§ **Excerpted text**:

════════════════

This expressivity that a vector provides allows you to capture the complex relationships between songs and users in a way that's not possible with traditional database rows.

### So, why can't you just use a regular database to store and query these vectors? 

Traditional databases are designed to work with discrete, categorical data, not continuous, numerical data like vectors. They're great for storing and querying structured data. Still, they're not optimized for searching, filtering, or ranking data based on complex, high-dimensional relationships. 

For example, suppose you wanted to find all songs in your music database that have a similar vibe to ["Particles" by Lucy in Disguise](https://youtu.be/Cd7FMSwBm9k) (just a random song that I happen to be listening to while writing this). With a traditional database, you'd have to search through discrete fields like genre, artist, etc. However, songs with similar vibes may span multiple genres and artists. Not to mention that you're making the assumption that you can get to the vibe of a particular track based on discrete attributes of a song.

Instead, represent each song as a high-dimensional vector capturing attributes like tempo, mood, lyrics, etc. You can find the most similar songs by looking for the nearest vectors in that space. However, searching through billions of high-dimensional vectors is computationally expensive and not something traditional databases are designed for.

Traditional databases aren't built to handle these queries efficiently because they're designed to search through discrete, well-defined fields rather than multidimensional ones. But with vectors, you can represent the audio profile of each song as a vector in a multidimensional space. Then, to find similar songs, you just find the vectors closest to your target vector. 

Not only that, but you might need to search through billions of high-dimensional vectors to find songs with a similar vibe. That's computationally expensive, and traditional databases simply aren't designed for this task.

This is where vector databases come in—they're databases designed specifically to store, search, and efficiently query this type of data.

════════════════

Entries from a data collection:
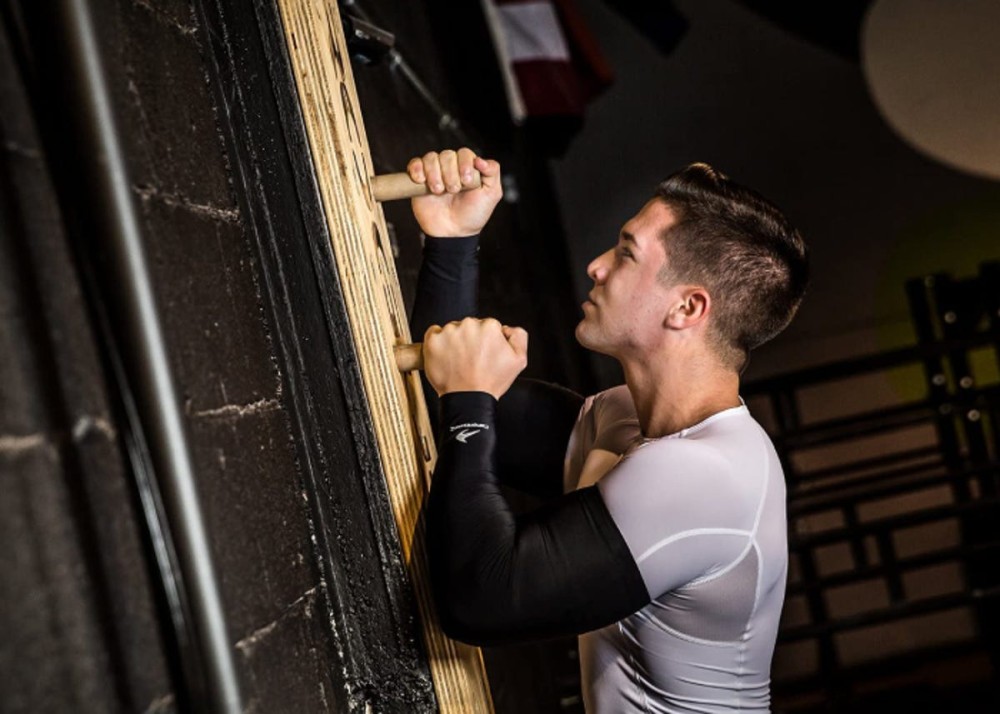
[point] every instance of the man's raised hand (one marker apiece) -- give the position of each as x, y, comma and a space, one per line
449, 211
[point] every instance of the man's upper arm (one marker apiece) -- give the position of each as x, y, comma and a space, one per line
675, 503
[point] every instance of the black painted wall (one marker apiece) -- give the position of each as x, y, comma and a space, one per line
318, 606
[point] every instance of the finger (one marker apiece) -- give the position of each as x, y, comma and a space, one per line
466, 165
449, 171
416, 169
490, 171
518, 340
491, 323
432, 170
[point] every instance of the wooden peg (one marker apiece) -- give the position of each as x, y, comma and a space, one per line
392, 187
409, 357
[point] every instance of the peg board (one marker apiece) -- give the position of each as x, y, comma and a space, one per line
342, 163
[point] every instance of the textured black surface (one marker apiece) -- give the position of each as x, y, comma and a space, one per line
319, 606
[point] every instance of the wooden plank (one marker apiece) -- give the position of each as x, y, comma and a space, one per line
342, 162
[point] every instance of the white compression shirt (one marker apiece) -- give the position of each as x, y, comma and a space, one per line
703, 514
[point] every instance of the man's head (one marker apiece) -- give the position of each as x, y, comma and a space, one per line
742, 249
704, 253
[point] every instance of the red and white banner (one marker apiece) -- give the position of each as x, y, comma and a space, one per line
551, 63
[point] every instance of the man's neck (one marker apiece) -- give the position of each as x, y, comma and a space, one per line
672, 394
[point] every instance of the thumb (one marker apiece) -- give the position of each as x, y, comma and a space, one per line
517, 338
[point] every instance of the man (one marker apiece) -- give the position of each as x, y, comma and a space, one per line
667, 551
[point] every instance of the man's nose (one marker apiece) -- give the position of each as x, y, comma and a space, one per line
598, 268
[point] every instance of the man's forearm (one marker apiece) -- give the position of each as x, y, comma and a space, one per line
561, 569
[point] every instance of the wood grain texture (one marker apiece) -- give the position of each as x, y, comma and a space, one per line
342, 162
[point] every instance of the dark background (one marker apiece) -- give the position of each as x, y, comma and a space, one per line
319, 609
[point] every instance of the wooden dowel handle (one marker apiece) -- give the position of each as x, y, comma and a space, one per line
392, 187
409, 357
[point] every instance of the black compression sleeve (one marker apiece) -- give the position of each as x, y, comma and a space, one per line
534, 422
446, 284
559, 570
535, 417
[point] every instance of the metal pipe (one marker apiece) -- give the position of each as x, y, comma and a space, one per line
67, 60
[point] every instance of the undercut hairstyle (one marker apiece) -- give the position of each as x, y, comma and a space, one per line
741, 248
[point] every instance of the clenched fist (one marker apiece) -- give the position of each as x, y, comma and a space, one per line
448, 211
474, 356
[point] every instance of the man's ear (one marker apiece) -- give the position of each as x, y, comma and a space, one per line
689, 306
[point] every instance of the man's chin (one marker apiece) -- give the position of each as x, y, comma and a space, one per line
586, 337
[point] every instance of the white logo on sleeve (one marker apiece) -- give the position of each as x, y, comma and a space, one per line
465, 431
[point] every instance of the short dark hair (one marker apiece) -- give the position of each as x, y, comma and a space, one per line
740, 247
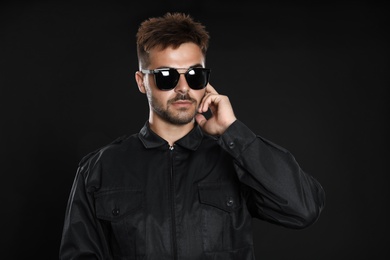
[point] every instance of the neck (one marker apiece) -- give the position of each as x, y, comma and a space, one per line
170, 132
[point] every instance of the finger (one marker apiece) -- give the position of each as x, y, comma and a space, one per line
210, 89
200, 119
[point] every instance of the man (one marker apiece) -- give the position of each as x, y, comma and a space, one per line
185, 186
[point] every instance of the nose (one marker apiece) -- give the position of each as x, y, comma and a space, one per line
182, 85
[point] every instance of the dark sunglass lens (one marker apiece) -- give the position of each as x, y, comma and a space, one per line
197, 78
166, 79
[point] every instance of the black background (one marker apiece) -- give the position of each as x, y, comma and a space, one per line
313, 78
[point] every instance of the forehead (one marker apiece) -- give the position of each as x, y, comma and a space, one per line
186, 55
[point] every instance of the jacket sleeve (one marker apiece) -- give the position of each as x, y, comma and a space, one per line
83, 235
279, 191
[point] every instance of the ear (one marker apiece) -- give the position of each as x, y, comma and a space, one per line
139, 78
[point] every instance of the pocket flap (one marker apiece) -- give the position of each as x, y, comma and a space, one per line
113, 205
224, 196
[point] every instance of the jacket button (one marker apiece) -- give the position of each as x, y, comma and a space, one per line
115, 212
230, 202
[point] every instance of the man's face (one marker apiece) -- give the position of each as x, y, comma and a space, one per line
177, 106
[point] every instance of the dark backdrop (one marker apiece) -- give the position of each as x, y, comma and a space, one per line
313, 78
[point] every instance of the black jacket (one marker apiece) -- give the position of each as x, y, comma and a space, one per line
138, 198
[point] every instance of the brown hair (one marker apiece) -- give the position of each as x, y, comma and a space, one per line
170, 30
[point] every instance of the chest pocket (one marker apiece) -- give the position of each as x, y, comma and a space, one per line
114, 205
121, 211
222, 216
224, 196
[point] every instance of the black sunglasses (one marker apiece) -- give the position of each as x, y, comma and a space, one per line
167, 78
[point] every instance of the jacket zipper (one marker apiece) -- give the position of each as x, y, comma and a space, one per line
173, 214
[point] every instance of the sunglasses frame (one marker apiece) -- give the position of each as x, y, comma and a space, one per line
156, 71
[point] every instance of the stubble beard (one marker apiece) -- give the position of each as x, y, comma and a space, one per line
177, 117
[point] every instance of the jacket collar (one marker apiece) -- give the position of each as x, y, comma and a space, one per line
190, 141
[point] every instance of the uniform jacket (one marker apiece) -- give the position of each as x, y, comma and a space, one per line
139, 198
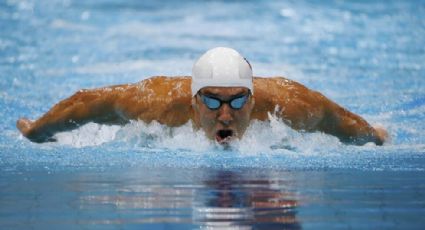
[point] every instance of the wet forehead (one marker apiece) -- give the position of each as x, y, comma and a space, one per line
224, 91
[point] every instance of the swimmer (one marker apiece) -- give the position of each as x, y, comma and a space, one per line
221, 97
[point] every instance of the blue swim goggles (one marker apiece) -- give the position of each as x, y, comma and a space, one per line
214, 103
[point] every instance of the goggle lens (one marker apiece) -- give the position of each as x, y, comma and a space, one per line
215, 103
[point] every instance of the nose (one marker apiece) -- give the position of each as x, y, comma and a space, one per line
225, 114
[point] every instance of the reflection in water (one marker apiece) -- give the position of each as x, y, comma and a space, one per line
219, 199
232, 201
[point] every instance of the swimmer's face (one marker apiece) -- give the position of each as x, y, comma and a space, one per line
228, 121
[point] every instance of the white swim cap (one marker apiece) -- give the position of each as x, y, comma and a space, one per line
222, 67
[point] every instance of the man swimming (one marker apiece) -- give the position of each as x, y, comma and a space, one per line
222, 97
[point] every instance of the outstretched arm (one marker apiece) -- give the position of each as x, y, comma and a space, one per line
97, 105
349, 127
305, 109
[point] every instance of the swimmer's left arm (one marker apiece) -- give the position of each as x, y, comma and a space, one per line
349, 127
305, 109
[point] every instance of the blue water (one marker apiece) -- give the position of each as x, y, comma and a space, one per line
368, 56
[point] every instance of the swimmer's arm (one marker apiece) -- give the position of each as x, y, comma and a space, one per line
349, 127
97, 105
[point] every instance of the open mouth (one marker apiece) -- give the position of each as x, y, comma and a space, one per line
223, 136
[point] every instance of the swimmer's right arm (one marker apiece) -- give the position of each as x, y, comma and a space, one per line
96, 105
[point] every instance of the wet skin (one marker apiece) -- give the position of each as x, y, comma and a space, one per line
224, 123
168, 100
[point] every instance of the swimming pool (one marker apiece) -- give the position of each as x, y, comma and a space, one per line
366, 55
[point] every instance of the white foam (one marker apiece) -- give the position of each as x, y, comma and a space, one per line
260, 138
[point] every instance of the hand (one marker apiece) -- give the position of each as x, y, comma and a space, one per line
24, 125
381, 133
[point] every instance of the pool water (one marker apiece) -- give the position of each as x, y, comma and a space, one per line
368, 56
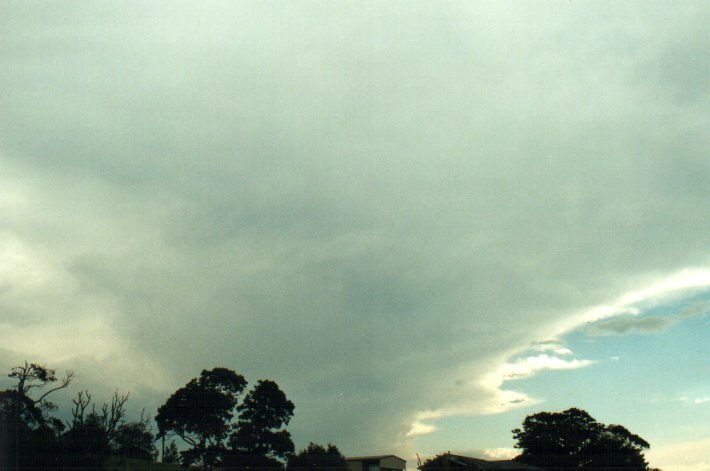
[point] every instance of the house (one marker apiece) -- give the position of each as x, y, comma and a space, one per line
449, 462
376, 463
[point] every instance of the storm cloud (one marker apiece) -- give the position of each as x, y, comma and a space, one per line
375, 205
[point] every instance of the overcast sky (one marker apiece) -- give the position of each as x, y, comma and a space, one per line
423, 220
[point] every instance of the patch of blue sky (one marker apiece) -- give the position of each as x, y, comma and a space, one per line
654, 382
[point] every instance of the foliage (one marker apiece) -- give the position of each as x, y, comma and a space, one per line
263, 413
317, 458
573, 440
29, 439
171, 455
200, 413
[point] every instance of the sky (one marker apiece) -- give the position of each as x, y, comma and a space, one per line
423, 220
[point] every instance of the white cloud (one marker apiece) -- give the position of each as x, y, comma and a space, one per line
500, 453
681, 456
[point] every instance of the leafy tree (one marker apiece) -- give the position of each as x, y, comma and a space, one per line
317, 458
263, 413
574, 440
171, 455
201, 414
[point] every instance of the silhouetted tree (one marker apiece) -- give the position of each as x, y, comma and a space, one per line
134, 440
263, 413
94, 434
85, 446
29, 438
171, 455
574, 440
317, 458
201, 414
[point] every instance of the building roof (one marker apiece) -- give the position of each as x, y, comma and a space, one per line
374, 457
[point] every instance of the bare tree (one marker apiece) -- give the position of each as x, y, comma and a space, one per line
80, 404
35, 375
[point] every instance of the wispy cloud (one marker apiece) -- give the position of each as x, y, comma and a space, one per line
500, 453
630, 324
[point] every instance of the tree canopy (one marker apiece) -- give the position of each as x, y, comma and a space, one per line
574, 440
201, 414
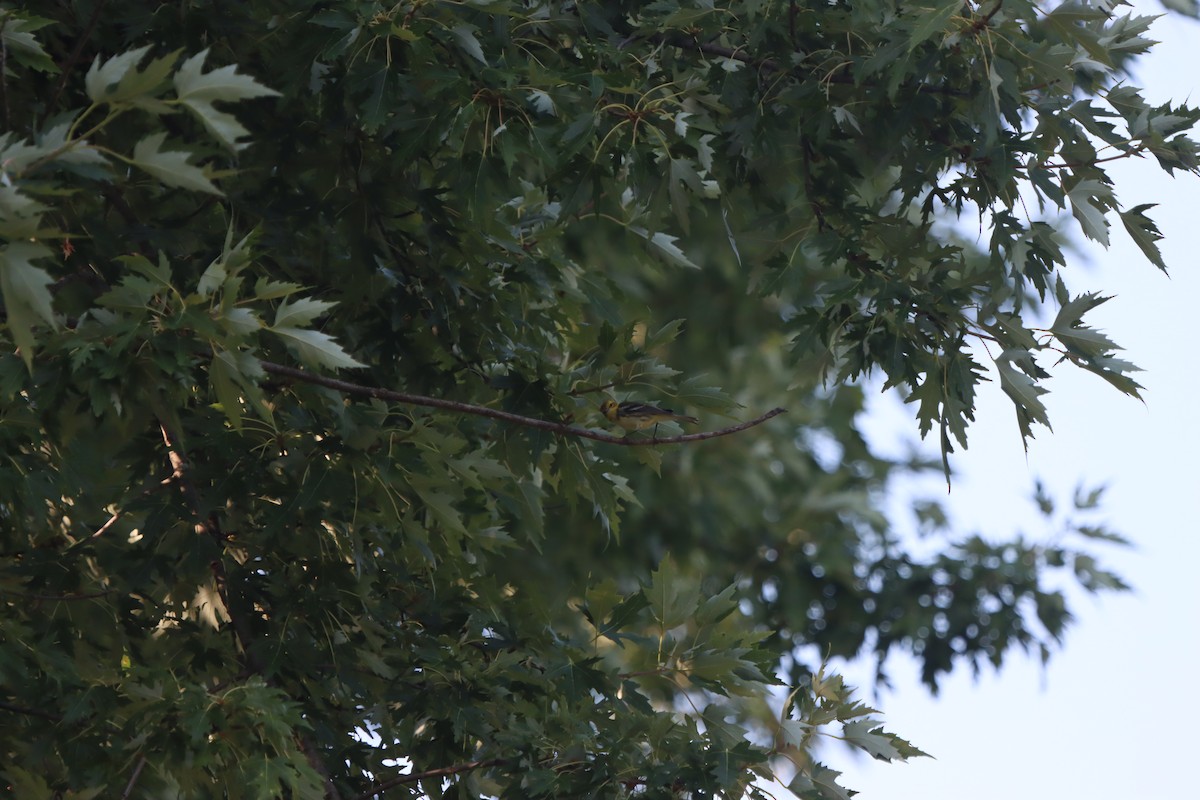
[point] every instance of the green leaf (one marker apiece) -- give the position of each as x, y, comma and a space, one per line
1144, 232
27, 296
665, 246
301, 312
105, 76
119, 80
1023, 390
171, 167
198, 90
466, 37
673, 599
1089, 198
316, 349
931, 22
16, 34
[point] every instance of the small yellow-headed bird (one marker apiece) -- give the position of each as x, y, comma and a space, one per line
639, 416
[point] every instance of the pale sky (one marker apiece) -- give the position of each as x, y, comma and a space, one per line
1113, 715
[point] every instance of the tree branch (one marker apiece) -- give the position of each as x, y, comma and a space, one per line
29, 711
442, 771
72, 60
208, 523
348, 388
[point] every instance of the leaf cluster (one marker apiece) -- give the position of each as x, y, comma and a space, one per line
221, 582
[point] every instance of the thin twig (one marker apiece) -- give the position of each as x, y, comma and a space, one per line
29, 595
243, 635
73, 59
29, 711
348, 388
133, 779
4, 76
413, 777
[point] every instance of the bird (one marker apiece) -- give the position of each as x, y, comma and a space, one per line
639, 416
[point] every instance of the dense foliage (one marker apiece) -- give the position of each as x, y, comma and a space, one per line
227, 571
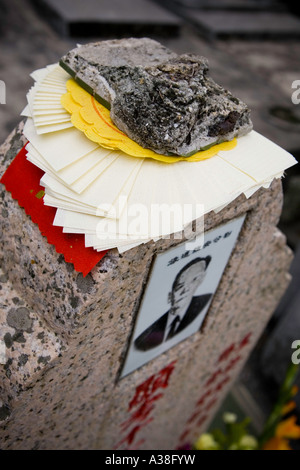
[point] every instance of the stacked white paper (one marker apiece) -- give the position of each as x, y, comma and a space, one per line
120, 201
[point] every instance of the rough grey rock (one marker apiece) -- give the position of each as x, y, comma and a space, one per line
163, 101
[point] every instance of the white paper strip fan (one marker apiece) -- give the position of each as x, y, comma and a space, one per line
120, 201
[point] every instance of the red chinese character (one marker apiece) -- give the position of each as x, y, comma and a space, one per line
245, 341
232, 363
213, 377
226, 354
129, 438
210, 405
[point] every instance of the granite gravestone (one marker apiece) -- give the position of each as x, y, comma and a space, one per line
67, 338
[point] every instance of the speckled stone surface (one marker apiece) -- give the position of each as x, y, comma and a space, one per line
75, 401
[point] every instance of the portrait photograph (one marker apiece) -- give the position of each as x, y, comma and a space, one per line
179, 292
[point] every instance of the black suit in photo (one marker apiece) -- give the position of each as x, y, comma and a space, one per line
154, 335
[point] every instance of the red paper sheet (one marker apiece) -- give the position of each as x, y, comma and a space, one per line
22, 179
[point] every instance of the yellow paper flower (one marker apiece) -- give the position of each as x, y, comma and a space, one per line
288, 428
90, 117
206, 442
277, 443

════════════════

§ **Task instructions**:
1. Answer these questions about the text on vector databases:
(a) What kind of data are traditional databases designed to work with?
(b) What song does the writer pick as the example for finding tracks with a similar vibe?
(c) What are vector databases designed specifically to do?
2. Write the next part of the text on vector databases, picking up right after its last sentence.

§ **Written answers**:
1.
(a) Discrete, categorical data.
(b) "Particles" by Lucy in Disguise.
(c) To store, search, and efficiently query this type of data.

2.
They're optimized for high-performance similarity searches, clustering, and other critical operations in applications such as recommendation systems, computer vision, and natural language processing.

### So, what is a vector database, exactly? 

A vector database is a database that's specifically designed to store, manage, query, and perform operations on large collections of vectors. 

They use specialized indexing and search algorithms, like approximate nearest neighbor search (ANNS), for fast and accurate searching, filtering, and ranking of vectors based on their similarity, distance, or other relationships. 

Unlike traditional databases that match exact queries, vector databases help you search through data in a way that mimics human-like perception, finding items that are conceptually "similar," even if not identical. This is particularly important for applications like recommendation systems, semantic search, and other machine learning use cases.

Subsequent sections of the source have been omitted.